*Provided passage*.
A cancer diagnosis changes the life of many. The patient is not the only person affected. Life also changes for those who love and care for the person with cancer. The biggest change occurs for the person who will help the patient get through the cancer experience- the Caregiver. The question is “Who is caring for the caregiver?” These are 5 things that each cancer patient needs to know to help their caregiver. Caregivers are the unsung heroes of cancer survivorship.
1. Primary caregivers are a major part of the health care team because they are doing things like: giving medications on time, helping manage side effects, communicating with the medical professionals, taking the patient to appointments, and keeping other family and friends up to date on what is happening. This primary caregiver does all of this while trying to manage normal day to day activities. Becoming a caregiver is like taking on a second job. It is not an easy job. And it must be done with a positive attitude as the cancer patient often draws strength from the caregiver. Ensuring that the caregiver has what he/she needs is a role that a friend or a secondary family member can take on.
2. Depression and exhaustion are two major concerns with primary caregivers. The American Cancer Society has a Checklist for Caregivers that gives excellent advice. I strongly recommend that survivors, primary caregivers and family/friends utilize this resource. It offers tips and insights to keep the caregiver healthy inside and out.
3. Support groups can be an essential part of a cancer patient’s healing. But the caregiver will benefit from support too. They do not usually have time to join support groups in person, so the internet can be just what is needed. There are online support groups that are disease specific or cancer in general. Find the one that is easiest to use and has like-minded people. The chat rooms can be a great place to trade information and to learn from each other’s experiences. Sometimes it serves as a place to share your fears and frustrations with others who understand what you are going through. The right online chat room should be a safe place without judgment. I only ask that you use caution when taking advice regarding medical treatment and medication. Always seek the counsel of the patient’s health care professional. This includes beginning any new supplements. Some herbs and vitamins are very powerful and may interfere with some medications or treatments.

[Collection entries]
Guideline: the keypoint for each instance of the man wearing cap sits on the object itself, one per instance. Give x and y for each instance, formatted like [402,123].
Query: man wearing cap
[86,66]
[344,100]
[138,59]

*What you will do*.
1. Retype the passage on cancer caregivers word for word. Begin at the words "1. Primary caregivers" and stop after "can take on.".
2. According to the passage on cancer caregivers, which two major concerns affect primary caregivers?
3. Write what follows the last sentence of the passage on cancer caregivers.
These records were gathered from a different source than the text.

*Responses*.
1.
1. Primary caregivers are a major part of the health care team because they are doing things like: giving medications on time, helping manage side effects, communicating with the medical professionals, taking the patient to appointments, and keeping other family and friends up to date on what is happening. This primary caregiver does all of this while trying to manage normal day to day activities. Becoming a caregiver is like taking on a second job. It is not an easy job. And it must be done with a positive attitude as the cancer patient often draws strength from the caregiver. Ensuring that the caregiver has what he/she needs is a role that a friend or a secondary family member can take on.

2. Depression and exhaustion.

3.
4. Know the Rights for a Caregiver. The Family and Medical Leave Act (FMLA) is a federal law that guarantees up to 12 weeks off from work per year to take care of a seriously ill family member. The employer must hold your job and not penalize you. However, they are NOT required to pay you. FMLA only applies to companies that employ more than 50 employees or are public agencies. Learn more here.
5. The caregiver is likely the point person for a number of legal issues as well. An Advanced Directive is a document that can help the patient to spell out their wishes in regards to their overall health care, with special attention to end-of-life care. The caregiver may also be asked to become the Durable Power of Attorney for health care decision. This has nothing to do with money or finances, but only to help carry out health care decisions. Ask your attorney or physician to help get these forms started. I recommend that these forms be completed early, while the patient is capable of making sound decisions. This really takes the pressure off of the caregiver and gives them the legal support that may be necessary when family members disagree.
Every cancer survivor needs a strong, compassionate caregiver. This caregiver needs special attention and care themselves.